----- Supplied data -----

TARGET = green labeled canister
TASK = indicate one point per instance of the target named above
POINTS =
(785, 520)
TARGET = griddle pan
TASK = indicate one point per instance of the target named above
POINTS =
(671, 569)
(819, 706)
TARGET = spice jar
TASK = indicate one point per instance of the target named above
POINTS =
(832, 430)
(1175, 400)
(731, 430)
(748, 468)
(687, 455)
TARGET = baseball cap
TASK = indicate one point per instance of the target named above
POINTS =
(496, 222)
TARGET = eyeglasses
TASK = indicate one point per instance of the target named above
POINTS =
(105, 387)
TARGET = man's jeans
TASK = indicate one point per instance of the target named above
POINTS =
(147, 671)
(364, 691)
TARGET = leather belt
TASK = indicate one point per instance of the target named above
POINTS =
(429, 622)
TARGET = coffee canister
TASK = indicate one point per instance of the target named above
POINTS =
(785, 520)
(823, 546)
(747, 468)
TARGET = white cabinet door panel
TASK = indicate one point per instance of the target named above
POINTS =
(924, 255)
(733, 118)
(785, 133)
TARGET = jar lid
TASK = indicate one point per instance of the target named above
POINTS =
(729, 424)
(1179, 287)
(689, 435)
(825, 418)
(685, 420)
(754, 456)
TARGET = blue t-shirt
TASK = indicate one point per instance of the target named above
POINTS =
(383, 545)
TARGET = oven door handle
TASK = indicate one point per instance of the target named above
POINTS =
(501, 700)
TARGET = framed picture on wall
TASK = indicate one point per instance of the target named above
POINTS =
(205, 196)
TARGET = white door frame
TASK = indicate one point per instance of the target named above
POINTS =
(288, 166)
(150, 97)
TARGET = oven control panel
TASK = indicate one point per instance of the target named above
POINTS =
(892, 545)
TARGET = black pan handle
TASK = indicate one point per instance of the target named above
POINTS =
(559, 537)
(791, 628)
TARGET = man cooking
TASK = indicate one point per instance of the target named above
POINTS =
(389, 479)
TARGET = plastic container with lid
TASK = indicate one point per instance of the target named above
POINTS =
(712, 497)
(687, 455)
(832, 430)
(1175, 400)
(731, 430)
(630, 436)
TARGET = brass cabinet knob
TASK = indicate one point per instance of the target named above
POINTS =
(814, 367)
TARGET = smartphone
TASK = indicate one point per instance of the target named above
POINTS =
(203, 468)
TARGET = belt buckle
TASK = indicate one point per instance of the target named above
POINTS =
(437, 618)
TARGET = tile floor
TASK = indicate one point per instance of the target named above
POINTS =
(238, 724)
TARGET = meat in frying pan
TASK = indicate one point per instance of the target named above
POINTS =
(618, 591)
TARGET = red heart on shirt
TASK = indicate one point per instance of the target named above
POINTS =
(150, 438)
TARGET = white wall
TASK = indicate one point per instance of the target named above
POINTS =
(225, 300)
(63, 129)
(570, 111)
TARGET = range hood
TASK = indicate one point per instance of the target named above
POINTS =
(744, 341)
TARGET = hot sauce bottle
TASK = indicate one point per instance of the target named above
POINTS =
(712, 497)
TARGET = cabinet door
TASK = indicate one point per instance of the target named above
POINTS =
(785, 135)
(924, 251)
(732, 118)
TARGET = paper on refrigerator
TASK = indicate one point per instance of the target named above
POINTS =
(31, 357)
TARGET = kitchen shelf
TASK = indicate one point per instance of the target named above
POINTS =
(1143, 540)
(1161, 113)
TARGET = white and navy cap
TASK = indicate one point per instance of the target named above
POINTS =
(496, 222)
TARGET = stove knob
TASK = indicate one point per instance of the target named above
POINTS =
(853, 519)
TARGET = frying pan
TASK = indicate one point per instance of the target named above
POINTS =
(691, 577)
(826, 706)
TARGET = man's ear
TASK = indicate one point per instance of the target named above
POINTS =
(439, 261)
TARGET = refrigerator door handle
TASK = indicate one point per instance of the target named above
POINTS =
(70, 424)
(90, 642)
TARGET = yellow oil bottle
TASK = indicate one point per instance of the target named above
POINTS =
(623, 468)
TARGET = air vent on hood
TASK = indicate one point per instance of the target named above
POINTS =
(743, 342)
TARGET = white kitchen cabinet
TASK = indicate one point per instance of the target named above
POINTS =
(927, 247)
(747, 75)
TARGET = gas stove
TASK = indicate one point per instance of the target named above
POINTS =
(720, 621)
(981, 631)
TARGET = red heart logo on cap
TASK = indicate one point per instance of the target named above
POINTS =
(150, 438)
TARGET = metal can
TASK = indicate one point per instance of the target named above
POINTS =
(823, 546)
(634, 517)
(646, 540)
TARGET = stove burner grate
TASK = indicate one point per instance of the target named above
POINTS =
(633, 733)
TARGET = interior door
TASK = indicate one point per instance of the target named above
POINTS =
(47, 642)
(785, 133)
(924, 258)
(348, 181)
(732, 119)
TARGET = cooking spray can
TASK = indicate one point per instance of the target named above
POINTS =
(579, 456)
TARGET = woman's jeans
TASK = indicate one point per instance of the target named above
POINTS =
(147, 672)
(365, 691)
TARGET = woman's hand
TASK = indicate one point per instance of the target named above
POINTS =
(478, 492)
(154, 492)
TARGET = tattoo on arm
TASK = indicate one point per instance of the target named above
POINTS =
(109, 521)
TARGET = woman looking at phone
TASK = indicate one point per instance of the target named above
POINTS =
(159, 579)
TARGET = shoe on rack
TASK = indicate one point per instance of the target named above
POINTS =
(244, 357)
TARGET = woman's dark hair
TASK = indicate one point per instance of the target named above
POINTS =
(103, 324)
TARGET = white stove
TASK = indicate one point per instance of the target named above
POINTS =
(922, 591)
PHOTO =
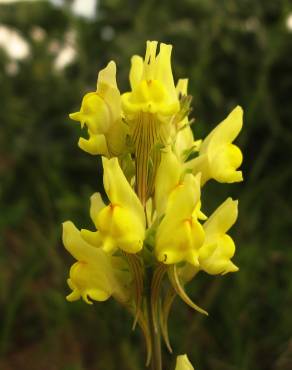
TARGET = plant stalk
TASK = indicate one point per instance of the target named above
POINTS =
(156, 360)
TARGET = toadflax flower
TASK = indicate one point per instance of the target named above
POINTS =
(149, 109)
(121, 224)
(219, 248)
(150, 237)
(183, 363)
(93, 276)
(218, 158)
(180, 235)
(101, 112)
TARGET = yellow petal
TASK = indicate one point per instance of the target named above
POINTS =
(118, 189)
(75, 244)
(218, 157)
(183, 363)
(89, 283)
(182, 86)
(179, 235)
(219, 248)
(153, 89)
(96, 144)
(223, 218)
(226, 131)
(136, 71)
(96, 205)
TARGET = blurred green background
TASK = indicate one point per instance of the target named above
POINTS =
(234, 52)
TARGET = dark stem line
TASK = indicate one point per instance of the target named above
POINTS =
(156, 361)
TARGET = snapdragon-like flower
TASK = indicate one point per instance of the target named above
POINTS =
(150, 232)
(219, 248)
(101, 112)
(180, 235)
(121, 224)
(218, 158)
(93, 276)
(183, 363)
(149, 110)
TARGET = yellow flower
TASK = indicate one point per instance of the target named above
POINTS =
(179, 235)
(183, 363)
(219, 248)
(149, 109)
(153, 89)
(121, 224)
(167, 178)
(218, 157)
(101, 112)
(93, 275)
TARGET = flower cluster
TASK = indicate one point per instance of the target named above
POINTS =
(151, 224)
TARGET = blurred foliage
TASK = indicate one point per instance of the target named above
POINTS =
(234, 52)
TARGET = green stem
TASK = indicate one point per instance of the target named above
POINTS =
(156, 360)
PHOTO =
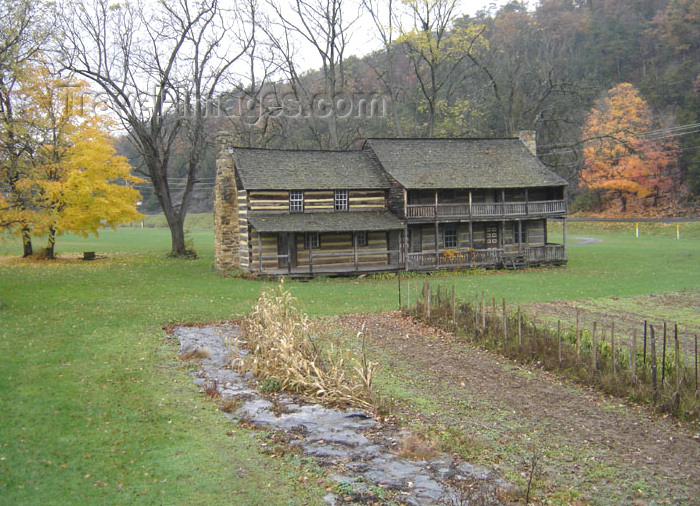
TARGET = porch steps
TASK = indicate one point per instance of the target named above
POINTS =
(514, 262)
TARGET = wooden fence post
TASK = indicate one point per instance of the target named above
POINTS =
(578, 336)
(494, 322)
(663, 359)
(696, 363)
(559, 340)
(408, 295)
(398, 279)
(594, 354)
(428, 296)
(612, 345)
(679, 376)
(634, 356)
(483, 312)
(476, 311)
(505, 330)
(520, 327)
(653, 363)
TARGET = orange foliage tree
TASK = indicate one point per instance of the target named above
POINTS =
(620, 156)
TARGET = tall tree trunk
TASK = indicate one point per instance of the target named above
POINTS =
(176, 223)
(27, 249)
(51, 244)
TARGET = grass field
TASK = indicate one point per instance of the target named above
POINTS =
(96, 408)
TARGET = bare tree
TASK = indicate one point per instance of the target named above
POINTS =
(159, 66)
(384, 17)
(437, 49)
(325, 26)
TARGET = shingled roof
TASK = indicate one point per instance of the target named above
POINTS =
(462, 163)
(325, 222)
(272, 169)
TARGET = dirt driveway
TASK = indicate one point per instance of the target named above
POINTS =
(590, 447)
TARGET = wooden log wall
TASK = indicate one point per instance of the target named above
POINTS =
(533, 233)
(342, 246)
(268, 242)
(317, 200)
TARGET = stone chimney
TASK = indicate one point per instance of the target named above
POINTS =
(528, 137)
(226, 252)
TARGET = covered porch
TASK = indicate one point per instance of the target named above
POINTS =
(309, 244)
(554, 254)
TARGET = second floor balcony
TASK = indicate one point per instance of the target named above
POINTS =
(485, 210)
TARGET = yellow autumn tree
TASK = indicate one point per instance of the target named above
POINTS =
(437, 49)
(619, 157)
(73, 181)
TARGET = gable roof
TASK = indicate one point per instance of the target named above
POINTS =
(462, 163)
(274, 169)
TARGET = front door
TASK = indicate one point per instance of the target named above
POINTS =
(285, 251)
(491, 236)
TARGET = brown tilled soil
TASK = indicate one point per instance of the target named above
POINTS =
(588, 447)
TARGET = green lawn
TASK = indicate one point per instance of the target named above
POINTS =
(95, 407)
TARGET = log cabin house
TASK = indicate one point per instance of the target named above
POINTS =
(396, 204)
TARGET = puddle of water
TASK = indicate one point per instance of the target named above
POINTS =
(341, 440)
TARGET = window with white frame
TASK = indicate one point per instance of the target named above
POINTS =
(312, 240)
(449, 237)
(341, 200)
(296, 201)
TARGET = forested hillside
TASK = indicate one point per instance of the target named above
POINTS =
(548, 67)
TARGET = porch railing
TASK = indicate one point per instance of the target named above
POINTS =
(485, 209)
(445, 259)
(453, 258)
(347, 261)
(550, 253)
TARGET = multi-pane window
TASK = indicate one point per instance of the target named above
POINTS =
(312, 240)
(516, 232)
(296, 201)
(341, 200)
(449, 237)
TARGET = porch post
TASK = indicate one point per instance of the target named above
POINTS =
(471, 237)
(354, 248)
(520, 236)
(564, 238)
(311, 255)
(527, 202)
(437, 251)
(405, 247)
(260, 252)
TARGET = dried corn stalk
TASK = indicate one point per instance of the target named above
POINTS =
(278, 337)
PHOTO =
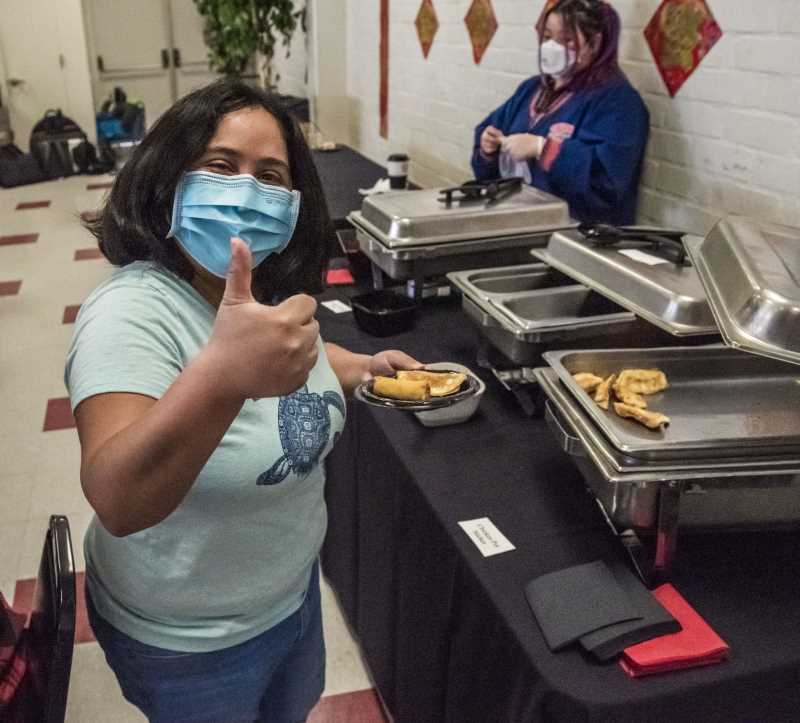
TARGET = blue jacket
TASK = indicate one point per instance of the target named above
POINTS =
(593, 155)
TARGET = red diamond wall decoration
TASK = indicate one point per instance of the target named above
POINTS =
(482, 25)
(680, 35)
(427, 24)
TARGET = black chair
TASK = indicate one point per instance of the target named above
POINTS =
(42, 697)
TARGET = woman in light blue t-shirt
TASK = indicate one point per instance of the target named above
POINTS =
(205, 403)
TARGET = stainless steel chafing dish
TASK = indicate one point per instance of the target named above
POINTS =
(418, 234)
(587, 293)
(731, 455)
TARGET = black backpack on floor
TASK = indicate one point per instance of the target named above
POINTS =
(52, 139)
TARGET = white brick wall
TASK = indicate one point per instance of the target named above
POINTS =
(729, 141)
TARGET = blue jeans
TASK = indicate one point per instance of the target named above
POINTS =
(277, 677)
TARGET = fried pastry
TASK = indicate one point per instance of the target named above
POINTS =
(441, 383)
(640, 381)
(406, 389)
(587, 381)
(650, 419)
(631, 398)
(602, 394)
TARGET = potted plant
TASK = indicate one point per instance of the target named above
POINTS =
(237, 31)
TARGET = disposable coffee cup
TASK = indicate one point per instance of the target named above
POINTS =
(397, 166)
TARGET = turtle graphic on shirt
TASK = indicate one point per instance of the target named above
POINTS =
(304, 425)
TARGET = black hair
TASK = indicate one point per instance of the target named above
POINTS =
(594, 18)
(134, 222)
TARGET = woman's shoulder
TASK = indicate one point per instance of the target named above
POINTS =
(143, 285)
(619, 89)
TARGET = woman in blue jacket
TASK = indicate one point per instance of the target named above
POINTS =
(579, 129)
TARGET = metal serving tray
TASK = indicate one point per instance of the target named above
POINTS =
(719, 400)
(412, 262)
(724, 497)
(751, 274)
(668, 295)
(403, 219)
(521, 309)
(616, 462)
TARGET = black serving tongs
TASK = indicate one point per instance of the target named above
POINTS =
(665, 242)
(492, 191)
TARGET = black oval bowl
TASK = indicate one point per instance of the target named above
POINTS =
(364, 393)
(383, 313)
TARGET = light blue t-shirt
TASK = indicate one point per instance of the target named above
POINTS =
(234, 558)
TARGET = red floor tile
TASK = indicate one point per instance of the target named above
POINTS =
(23, 600)
(361, 706)
(58, 415)
(85, 254)
(9, 288)
(20, 238)
(70, 314)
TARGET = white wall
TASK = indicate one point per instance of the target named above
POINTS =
(294, 69)
(76, 72)
(729, 141)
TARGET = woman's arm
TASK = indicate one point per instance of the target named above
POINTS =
(351, 369)
(502, 118)
(596, 168)
(139, 456)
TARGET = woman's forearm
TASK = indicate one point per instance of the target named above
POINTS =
(140, 474)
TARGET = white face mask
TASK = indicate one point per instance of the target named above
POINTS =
(555, 59)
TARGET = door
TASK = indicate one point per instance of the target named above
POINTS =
(152, 49)
(130, 47)
(33, 70)
(190, 54)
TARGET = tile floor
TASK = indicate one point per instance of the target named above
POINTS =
(48, 265)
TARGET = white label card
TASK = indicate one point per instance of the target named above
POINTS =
(487, 538)
(336, 306)
(648, 259)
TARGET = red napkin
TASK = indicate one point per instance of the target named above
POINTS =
(340, 276)
(13, 658)
(697, 644)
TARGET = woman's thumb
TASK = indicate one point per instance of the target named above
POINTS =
(237, 281)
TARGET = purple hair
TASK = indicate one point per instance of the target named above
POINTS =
(592, 18)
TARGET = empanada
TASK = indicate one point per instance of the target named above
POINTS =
(587, 381)
(441, 383)
(640, 381)
(650, 419)
(406, 389)
(602, 394)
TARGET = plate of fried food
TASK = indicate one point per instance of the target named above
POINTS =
(418, 390)
(626, 393)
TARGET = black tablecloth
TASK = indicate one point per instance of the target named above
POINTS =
(342, 173)
(448, 634)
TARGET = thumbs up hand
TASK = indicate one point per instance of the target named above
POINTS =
(258, 350)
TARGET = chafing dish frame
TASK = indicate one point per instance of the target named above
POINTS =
(659, 500)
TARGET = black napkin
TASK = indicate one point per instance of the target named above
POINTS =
(572, 602)
(605, 643)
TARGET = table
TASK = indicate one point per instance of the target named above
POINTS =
(342, 173)
(448, 635)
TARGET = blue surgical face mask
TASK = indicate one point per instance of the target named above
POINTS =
(209, 208)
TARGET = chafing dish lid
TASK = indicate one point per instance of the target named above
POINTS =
(420, 218)
(669, 295)
(751, 274)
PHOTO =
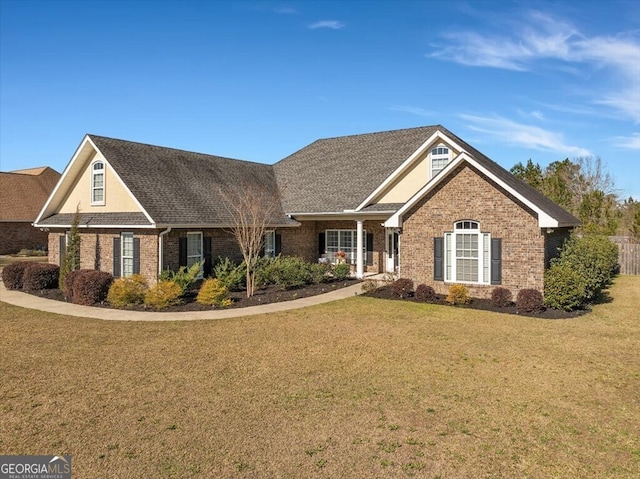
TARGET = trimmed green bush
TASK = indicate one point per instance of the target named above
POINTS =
(90, 286)
(501, 297)
(163, 294)
(13, 273)
(289, 272)
(425, 294)
(319, 272)
(402, 288)
(341, 271)
(214, 293)
(40, 276)
(529, 301)
(458, 294)
(595, 257)
(233, 276)
(565, 287)
(184, 277)
(127, 291)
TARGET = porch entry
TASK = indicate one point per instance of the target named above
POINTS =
(392, 248)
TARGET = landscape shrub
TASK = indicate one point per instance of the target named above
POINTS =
(318, 272)
(69, 279)
(233, 276)
(127, 291)
(40, 276)
(425, 294)
(369, 285)
(341, 271)
(529, 301)
(184, 277)
(289, 272)
(13, 273)
(90, 286)
(402, 288)
(163, 294)
(565, 287)
(214, 293)
(458, 294)
(593, 256)
(501, 297)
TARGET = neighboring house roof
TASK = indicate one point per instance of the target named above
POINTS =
(337, 174)
(23, 192)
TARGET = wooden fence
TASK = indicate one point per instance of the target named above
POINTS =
(628, 255)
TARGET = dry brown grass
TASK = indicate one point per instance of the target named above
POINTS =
(361, 388)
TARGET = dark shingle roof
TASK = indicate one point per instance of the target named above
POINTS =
(182, 187)
(23, 192)
(337, 174)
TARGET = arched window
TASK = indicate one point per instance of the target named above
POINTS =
(440, 157)
(467, 253)
(97, 183)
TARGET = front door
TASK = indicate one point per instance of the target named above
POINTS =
(392, 247)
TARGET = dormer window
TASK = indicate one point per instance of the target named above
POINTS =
(440, 157)
(97, 183)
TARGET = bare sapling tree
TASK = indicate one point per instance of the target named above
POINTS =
(252, 208)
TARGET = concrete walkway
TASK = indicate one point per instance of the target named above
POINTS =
(34, 302)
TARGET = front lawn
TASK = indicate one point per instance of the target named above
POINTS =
(360, 388)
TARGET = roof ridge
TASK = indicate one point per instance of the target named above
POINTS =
(191, 152)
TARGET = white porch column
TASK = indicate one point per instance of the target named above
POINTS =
(359, 248)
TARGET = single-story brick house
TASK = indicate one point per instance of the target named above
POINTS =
(420, 202)
(22, 195)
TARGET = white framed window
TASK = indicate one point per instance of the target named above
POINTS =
(270, 244)
(439, 157)
(126, 245)
(194, 248)
(97, 183)
(467, 254)
(346, 241)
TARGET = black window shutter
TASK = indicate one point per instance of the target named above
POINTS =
(369, 249)
(63, 248)
(136, 255)
(278, 244)
(182, 251)
(116, 257)
(496, 261)
(438, 259)
(206, 244)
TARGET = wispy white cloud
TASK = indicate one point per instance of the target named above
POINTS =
(628, 142)
(331, 24)
(286, 10)
(542, 37)
(414, 110)
(517, 134)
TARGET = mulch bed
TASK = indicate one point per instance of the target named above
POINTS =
(268, 295)
(274, 294)
(385, 292)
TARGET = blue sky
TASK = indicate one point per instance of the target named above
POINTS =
(257, 80)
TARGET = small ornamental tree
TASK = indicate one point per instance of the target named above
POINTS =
(251, 208)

-----

* **What this task involves**
Transcribe exactly the line containing "TARGET = white porch column" and all remaining lines of the material, ending with the last one.

* **Solution to this exercise**
TARGET = white porch column
TASK = indicate one point per instance of the target named above
POINTS =
(359, 248)
TARGET = single-story brick house
TASK = indicate one point per instance of the target named above
POINTS =
(420, 202)
(22, 195)
TARGET = white framed window
TASK = indicate one point per instance of the target named above
POINTS =
(270, 244)
(439, 157)
(126, 245)
(194, 248)
(97, 183)
(467, 254)
(346, 241)
TARGET = black window shutter
TASK = indicate one point per instance of the target named above
POINTS =
(369, 249)
(63, 248)
(136, 255)
(278, 244)
(182, 251)
(116, 257)
(496, 261)
(438, 259)
(206, 244)
TARGET = wispy white cloud
TASK = indicate one point per instance of the target named above
POINTS =
(628, 142)
(331, 24)
(286, 10)
(542, 37)
(414, 110)
(517, 134)
TARGET = mulch bed
TASK = indicate one point per instance of the target named above
POINTS =
(268, 295)
(274, 294)
(385, 292)
TARGET = blue sky
TASK = indicate one point per instance of the target named above
POINTS =
(257, 80)
TARGET = small ornamental tree
TASK = indicate one point per instance of the target named above
POINTS =
(251, 208)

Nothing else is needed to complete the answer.